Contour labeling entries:
-------
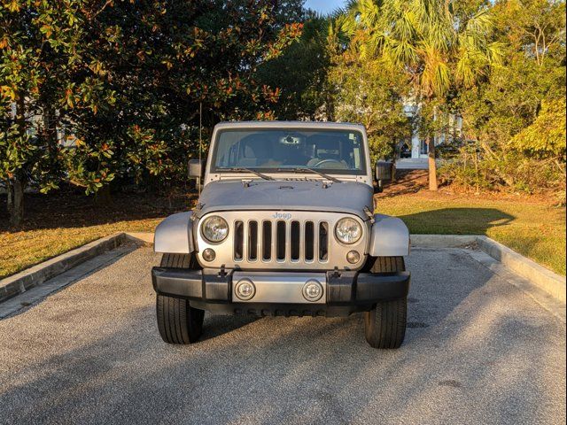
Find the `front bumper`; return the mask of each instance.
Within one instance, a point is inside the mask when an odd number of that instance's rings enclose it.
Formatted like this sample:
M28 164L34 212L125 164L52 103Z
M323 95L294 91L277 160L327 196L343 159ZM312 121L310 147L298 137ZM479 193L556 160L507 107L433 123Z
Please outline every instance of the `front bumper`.
M380 301L407 297L410 282L408 272L369 274L331 271L322 274L325 279L324 302L255 302L253 298L242 302L232 292L235 273L240 278L246 275L252 282L259 274L234 270L220 272L218 269L153 267L151 281L158 294L189 299L195 308L221 314L259 316L346 316L369 311ZM296 279L310 275L301 272L287 274ZM291 286L291 290L296 290Z

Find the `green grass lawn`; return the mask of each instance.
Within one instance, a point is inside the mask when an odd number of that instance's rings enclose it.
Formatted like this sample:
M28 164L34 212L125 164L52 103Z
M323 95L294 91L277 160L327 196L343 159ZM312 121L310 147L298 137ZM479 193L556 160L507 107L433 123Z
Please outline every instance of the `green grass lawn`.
-------
§ WHAT YOU SHOULD DO: Please locate each line in the data above that contains the word "bumper" and copy those lines. Case counts.

§ FINAL RESULT:
Find the `front bumper`; return the mask of each instance.
Please outline every instance of the `front bumper`.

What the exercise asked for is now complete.